= CONSIGNES =
a. Affichez chacune des lignes qui contiennent la chaîne « slope », en tenant compte de la casse.
b. Prolongez s'il vous plaît l'arrêt Perhirin c. France au-delà de son dernier paragraphe.

= TEXTE FOURNI =
════════════════════

DEUXIÈME SECTION
AFFAIRE PERHIRIN c. FRANCE
(Requête no 60545/00)
ARRÊT
STRASBOURG
4 février 2003
Cet arrêt deviendra définitif dans les conditions définies à l’article 44 § 2 de la Convention. Il peut subir des retouches de forme.
En l’affaire Perhirin c. France,
La Cour européenne des Droits de l’Homme (deuxième section), siégeant en une chambre composée de :
MM. A.B. Baka, président, J.-P. Costa, Gaukur Jörundsson, K. Jungwiert, V. Butkevych, Mme W. Thomassen, M. M. Ugrekhelidze, juges, et de Mme S. Dollé, greffière de section,
Après en avoir délibéré en chambre du conseil le 14 janvier 2003,
Rend l’arrêt que voici, adopté à cette date :
PROCÉDURE
1. A l’origine de l’affaire se trouve une requête (no 60545/00) dirigée contre la République française et dont un ressortissant de cet Etat, M. Jean Perhirin (« le requérant »), a saisi la Cour le 11 mai 2000 en vertu de l’article 34 de la Convention de sauvegarde des Droits de l’Homme et des Libertés fondamentales (« la Convention »).
2. Le gouvernement français (« le Gouvernement ») est représenté par son agent, M. Ronny Abraham, Directeur des Affaires juridiques au Ministère des Affaires étrangères.

════════════════════

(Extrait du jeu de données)
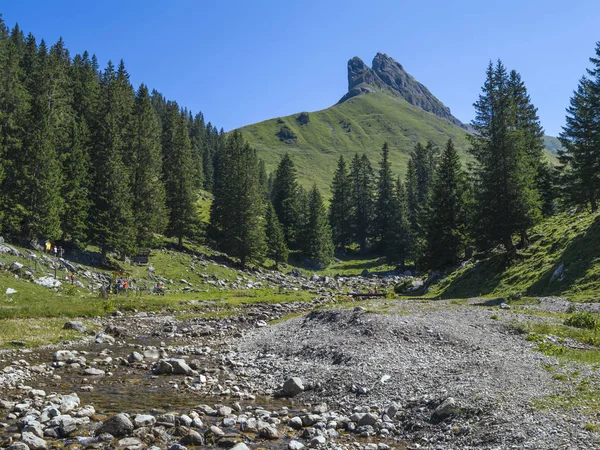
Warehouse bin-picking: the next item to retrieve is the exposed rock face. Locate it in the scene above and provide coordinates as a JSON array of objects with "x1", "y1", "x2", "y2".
[{"x1": 340, "y1": 53, "x2": 465, "y2": 128}]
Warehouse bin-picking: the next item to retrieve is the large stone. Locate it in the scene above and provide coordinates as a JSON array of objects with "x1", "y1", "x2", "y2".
[
  {"x1": 282, "y1": 377, "x2": 304, "y2": 397},
  {"x1": 133, "y1": 414, "x2": 156, "y2": 428},
  {"x1": 431, "y1": 397, "x2": 458, "y2": 422},
  {"x1": 21, "y1": 431, "x2": 48, "y2": 450},
  {"x1": 96, "y1": 414, "x2": 133, "y2": 437},
  {"x1": 63, "y1": 321, "x2": 87, "y2": 333},
  {"x1": 179, "y1": 430, "x2": 204, "y2": 446}
]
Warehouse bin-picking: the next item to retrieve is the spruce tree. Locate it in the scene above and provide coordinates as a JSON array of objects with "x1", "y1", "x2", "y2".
[
  {"x1": 425, "y1": 139, "x2": 469, "y2": 269},
  {"x1": 162, "y1": 102, "x2": 197, "y2": 246},
  {"x1": 61, "y1": 116, "x2": 91, "y2": 248},
  {"x1": 131, "y1": 84, "x2": 168, "y2": 247},
  {"x1": 470, "y1": 61, "x2": 541, "y2": 255},
  {"x1": 373, "y1": 142, "x2": 397, "y2": 244},
  {"x1": 92, "y1": 61, "x2": 136, "y2": 256},
  {"x1": 210, "y1": 131, "x2": 266, "y2": 267},
  {"x1": 559, "y1": 42, "x2": 600, "y2": 212},
  {"x1": 329, "y1": 156, "x2": 354, "y2": 251},
  {"x1": 350, "y1": 154, "x2": 375, "y2": 252},
  {"x1": 272, "y1": 153, "x2": 298, "y2": 247},
  {"x1": 384, "y1": 178, "x2": 411, "y2": 267},
  {"x1": 301, "y1": 184, "x2": 333, "y2": 268},
  {"x1": 0, "y1": 22, "x2": 30, "y2": 236},
  {"x1": 265, "y1": 200, "x2": 289, "y2": 267}
]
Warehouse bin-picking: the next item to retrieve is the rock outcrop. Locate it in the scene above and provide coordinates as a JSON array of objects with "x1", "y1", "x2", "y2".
[{"x1": 339, "y1": 53, "x2": 466, "y2": 128}]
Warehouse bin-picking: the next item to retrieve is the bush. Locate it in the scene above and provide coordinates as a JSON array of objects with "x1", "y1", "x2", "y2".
[
  {"x1": 565, "y1": 312, "x2": 600, "y2": 330},
  {"x1": 277, "y1": 125, "x2": 298, "y2": 142}
]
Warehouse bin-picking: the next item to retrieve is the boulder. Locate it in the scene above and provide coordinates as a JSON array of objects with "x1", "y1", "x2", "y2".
[
  {"x1": 63, "y1": 321, "x2": 87, "y2": 333},
  {"x1": 96, "y1": 414, "x2": 133, "y2": 437},
  {"x1": 282, "y1": 377, "x2": 304, "y2": 397}
]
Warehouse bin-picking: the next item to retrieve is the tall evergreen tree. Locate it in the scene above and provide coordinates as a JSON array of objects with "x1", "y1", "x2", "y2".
[
  {"x1": 162, "y1": 102, "x2": 197, "y2": 246},
  {"x1": 329, "y1": 156, "x2": 354, "y2": 250},
  {"x1": 92, "y1": 61, "x2": 136, "y2": 255},
  {"x1": 373, "y1": 142, "x2": 397, "y2": 247},
  {"x1": 301, "y1": 184, "x2": 333, "y2": 268},
  {"x1": 265, "y1": 200, "x2": 289, "y2": 266},
  {"x1": 383, "y1": 178, "x2": 411, "y2": 267},
  {"x1": 559, "y1": 42, "x2": 600, "y2": 212},
  {"x1": 210, "y1": 131, "x2": 266, "y2": 267},
  {"x1": 425, "y1": 140, "x2": 469, "y2": 269},
  {"x1": 470, "y1": 61, "x2": 541, "y2": 254},
  {"x1": 131, "y1": 84, "x2": 168, "y2": 247},
  {"x1": 0, "y1": 22, "x2": 30, "y2": 235},
  {"x1": 272, "y1": 153, "x2": 298, "y2": 247},
  {"x1": 61, "y1": 116, "x2": 91, "y2": 248},
  {"x1": 350, "y1": 154, "x2": 375, "y2": 251}
]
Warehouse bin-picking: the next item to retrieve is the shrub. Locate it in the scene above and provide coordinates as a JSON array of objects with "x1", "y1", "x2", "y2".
[{"x1": 565, "y1": 312, "x2": 600, "y2": 330}]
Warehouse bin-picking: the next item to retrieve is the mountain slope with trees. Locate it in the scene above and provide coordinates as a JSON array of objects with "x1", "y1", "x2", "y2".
[{"x1": 240, "y1": 53, "x2": 556, "y2": 191}]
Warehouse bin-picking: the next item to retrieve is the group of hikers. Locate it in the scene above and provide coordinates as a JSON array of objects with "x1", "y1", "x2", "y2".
[{"x1": 45, "y1": 241, "x2": 65, "y2": 258}]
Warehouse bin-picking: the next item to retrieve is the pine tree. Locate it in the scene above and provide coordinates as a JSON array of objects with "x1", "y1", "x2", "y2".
[
  {"x1": 265, "y1": 200, "x2": 289, "y2": 266},
  {"x1": 384, "y1": 178, "x2": 411, "y2": 267},
  {"x1": 0, "y1": 22, "x2": 30, "y2": 235},
  {"x1": 272, "y1": 153, "x2": 298, "y2": 247},
  {"x1": 162, "y1": 102, "x2": 197, "y2": 246},
  {"x1": 559, "y1": 42, "x2": 600, "y2": 212},
  {"x1": 61, "y1": 116, "x2": 91, "y2": 248},
  {"x1": 131, "y1": 84, "x2": 168, "y2": 247},
  {"x1": 425, "y1": 139, "x2": 469, "y2": 269},
  {"x1": 301, "y1": 184, "x2": 333, "y2": 268},
  {"x1": 470, "y1": 61, "x2": 541, "y2": 255},
  {"x1": 374, "y1": 142, "x2": 397, "y2": 248},
  {"x1": 329, "y1": 156, "x2": 354, "y2": 251},
  {"x1": 350, "y1": 154, "x2": 375, "y2": 252},
  {"x1": 210, "y1": 131, "x2": 266, "y2": 267},
  {"x1": 92, "y1": 61, "x2": 136, "y2": 255}
]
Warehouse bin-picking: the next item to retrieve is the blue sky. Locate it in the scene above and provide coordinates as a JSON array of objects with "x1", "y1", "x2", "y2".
[{"x1": 0, "y1": 0, "x2": 600, "y2": 135}]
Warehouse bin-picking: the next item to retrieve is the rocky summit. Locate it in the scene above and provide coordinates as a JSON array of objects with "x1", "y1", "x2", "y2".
[{"x1": 340, "y1": 53, "x2": 467, "y2": 129}]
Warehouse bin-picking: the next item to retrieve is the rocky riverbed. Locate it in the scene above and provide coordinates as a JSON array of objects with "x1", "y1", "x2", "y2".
[{"x1": 0, "y1": 297, "x2": 599, "y2": 450}]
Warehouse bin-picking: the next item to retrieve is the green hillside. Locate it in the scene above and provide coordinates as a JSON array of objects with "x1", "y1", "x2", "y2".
[
  {"x1": 240, "y1": 53, "x2": 558, "y2": 191},
  {"x1": 241, "y1": 91, "x2": 468, "y2": 190},
  {"x1": 429, "y1": 212, "x2": 600, "y2": 301}
]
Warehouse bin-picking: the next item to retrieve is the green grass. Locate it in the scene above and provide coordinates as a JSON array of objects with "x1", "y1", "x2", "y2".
[
  {"x1": 241, "y1": 92, "x2": 468, "y2": 192},
  {"x1": 428, "y1": 212, "x2": 600, "y2": 301}
]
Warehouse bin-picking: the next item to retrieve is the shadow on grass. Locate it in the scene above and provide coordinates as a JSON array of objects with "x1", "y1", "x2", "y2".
[{"x1": 527, "y1": 216, "x2": 600, "y2": 295}]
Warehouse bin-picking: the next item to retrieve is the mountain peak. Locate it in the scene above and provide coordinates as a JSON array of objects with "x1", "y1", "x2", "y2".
[{"x1": 339, "y1": 53, "x2": 465, "y2": 128}]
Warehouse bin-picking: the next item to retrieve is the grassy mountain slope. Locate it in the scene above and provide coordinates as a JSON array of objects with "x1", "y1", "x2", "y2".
[
  {"x1": 430, "y1": 212, "x2": 600, "y2": 301},
  {"x1": 241, "y1": 91, "x2": 468, "y2": 191}
]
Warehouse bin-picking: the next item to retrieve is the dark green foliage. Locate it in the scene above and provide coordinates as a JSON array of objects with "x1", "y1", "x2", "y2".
[
  {"x1": 271, "y1": 153, "x2": 299, "y2": 247},
  {"x1": 277, "y1": 125, "x2": 298, "y2": 142},
  {"x1": 265, "y1": 200, "x2": 289, "y2": 266},
  {"x1": 329, "y1": 156, "x2": 354, "y2": 250},
  {"x1": 162, "y1": 102, "x2": 197, "y2": 245},
  {"x1": 210, "y1": 131, "x2": 266, "y2": 267},
  {"x1": 350, "y1": 154, "x2": 375, "y2": 251},
  {"x1": 425, "y1": 140, "x2": 470, "y2": 269},
  {"x1": 373, "y1": 142, "x2": 398, "y2": 247},
  {"x1": 131, "y1": 84, "x2": 169, "y2": 247},
  {"x1": 470, "y1": 61, "x2": 542, "y2": 254},
  {"x1": 61, "y1": 116, "x2": 91, "y2": 248},
  {"x1": 565, "y1": 312, "x2": 600, "y2": 330},
  {"x1": 301, "y1": 184, "x2": 333, "y2": 268},
  {"x1": 559, "y1": 42, "x2": 600, "y2": 211},
  {"x1": 383, "y1": 178, "x2": 412, "y2": 266},
  {"x1": 296, "y1": 112, "x2": 310, "y2": 125},
  {"x1": 92, "y1": 61, "x2": 136, "y2": 254}
]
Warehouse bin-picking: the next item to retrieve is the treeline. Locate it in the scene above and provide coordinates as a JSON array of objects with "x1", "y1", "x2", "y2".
[
  {"x1": 0, "y1": 20, "x2": 224, "y2": 255},
  {"x1": 0, "y1": 16, "x2": 600, "y2": 269}
]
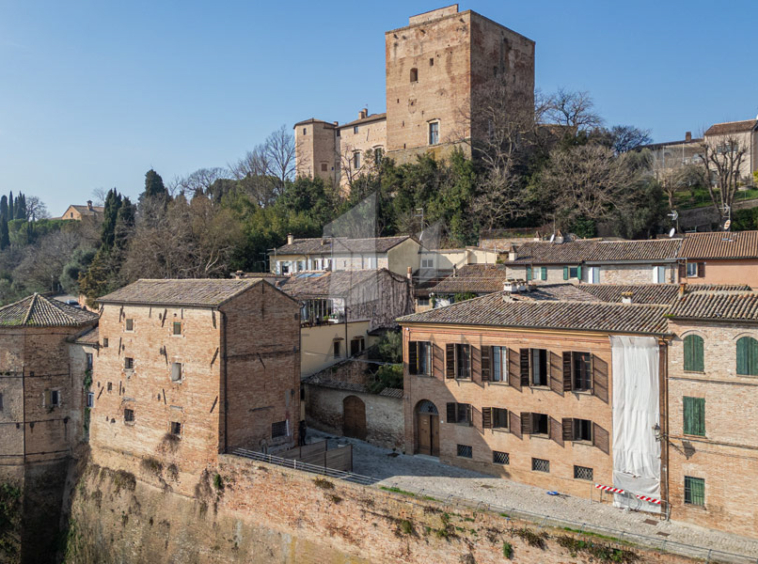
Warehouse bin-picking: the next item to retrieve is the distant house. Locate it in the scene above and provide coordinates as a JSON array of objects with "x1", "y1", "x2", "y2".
[{"x1": 56, "y1": 200, "x2": 105, "y2": 221}]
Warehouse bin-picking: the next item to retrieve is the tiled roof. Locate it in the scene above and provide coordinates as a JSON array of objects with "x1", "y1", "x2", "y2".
[
  {"x1": 398, "y1": 293, "x2": 667, "y2": 334},
  {"x1": 272, "y1": 235, "x2": 410, "y2": 255},
  {"x1": 508, "y1": 239, "x2": 680, "y2": 265},
  {"x1": 705, "y1": 119, "x2": 758, "y2": 137},
  {"x1": 669, "y1": 292, "x2": 758, "y2": 322},
  {"x1": 679, "y1": 231, "x2": 758, "y2": 259},
  {"x1": 97, "y1": 278, "x2": 261, "y2": 307},
  {"x1": 0, "y1": 294, "x2": 99, "y2": 327}
]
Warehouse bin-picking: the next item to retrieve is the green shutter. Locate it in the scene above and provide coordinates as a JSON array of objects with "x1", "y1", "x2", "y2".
[
  {"x1": 682, "y1": 396, "x2": 705, "y2": 437},
  {"x1": 737, "y1": 337, "x2": 758, "y2": 376},
  {"x1": 684, "y1": 335, "x2": 705, "y2": 372}
]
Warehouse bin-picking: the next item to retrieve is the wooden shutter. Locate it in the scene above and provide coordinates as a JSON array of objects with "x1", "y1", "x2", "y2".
[
  {"x1": 592, "y1": 423, "x2": 611, "y2": 454},
  {"x1": 432, "y1": 345, "x2": 445, "y2": 378},
  {"x1": 561, "y1": 418, "x2": 574, "y2": 442},
  {"x1": 547, "y1": 417, "x2": 563, "y2": 446},
  {"x1": 482, "y1": 407, "x2": 492, "y2": 429},
  {"x1": 592, "y1": 354, "x2": 608, "y2": 403},
  {"x1": 481, "y1": 347, "x2": 493, "y2": 382},
  {"x1": 521, "y1": 413, "x2": 533, "y2": 435},
  {"x1": 445, "y1": 343, "x2": 455, "y2": 378},
  {"x1": 408, "y1": 341, "x2": 418, "y2": 374},
  {"x1": 520, "y1": 349, "x2": 529, "y2": 387},
  {"x1": 508, "y1": 411, "x2": 521, "y2": 439},
  {"x1": 447, "y1": 403, "x2": 458, "y2": 423},
  {"x1": 548, "y1": 351, "x2": 564, "y2": 395},
  {"x1": 506, "y1": 349, "x2": 521, "y2": 391},
  {"x1": 563, "y1": 352, "x2": 573, "y2": 392}
]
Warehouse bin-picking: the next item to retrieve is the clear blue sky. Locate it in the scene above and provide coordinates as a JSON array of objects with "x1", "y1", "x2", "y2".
[{"x1": 0, "y1": 0, "x2": 758, "y2": 215}]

════════════════════

= RÉPONSES PAR TÂCHE =
a.
Warehouse bin-picking: the next item to retrieve is the mountain slope with trees. Locate it in the scene above and provide coordinates as a JSON array of objects with "x1", "y1", "x2", "y2".
Warehouse bin-picking: the next item to retrieve is the grassy mountain slope. Locate it in the scene above and provide coordinates as a JSON array of objects with "x1", "y1", "x2", "y2".

b.
3. La requête a été attribuée à la deuxième section de la Cour (article 52 § 1 du règlement). Au sein de celle-ci, la chambre chargée d’examiner l’affaire (article 27 § 1 de la Convention) a été constituée conformément à l’article 26 § 1 du règlement.
4. Par une décision du 12 mars 2002, la Cour a décidé de communiquer le grief tiré de l’article 6 § 1 et relatif à la durée de la procédure engagée par le requérant devant les juridictions administratives ; elle a déclaré la requête irrecevable pour le surplus.
5. Tant le requérant que le Gouvernement ont déposé des observations écrites sur le fond de l’affaire (article 59 § 1 du règlement).
EN FAIT
I. LES CIRCONSTANCES DE L’ESPÈCE
6. Né en 1939 le requérant réside à Plozevet. Le 18 février 1992, il adressa une demande de pension au Ministère de la Défense : il soutenait qu’il avait contracté l’affection des bronches dont il souffre en 1959, à l’occasion de son service militaire. Un médecin expert fut désigné en 1994 ; il conclut au défaut de fondement des demandes du requérant. Le 7 mars 1995, le requérant fut convoqué devant une commission de réforme, laquelle conclut au rejet desdites demandes ; le requérant en fut informé le 4 avril 1995.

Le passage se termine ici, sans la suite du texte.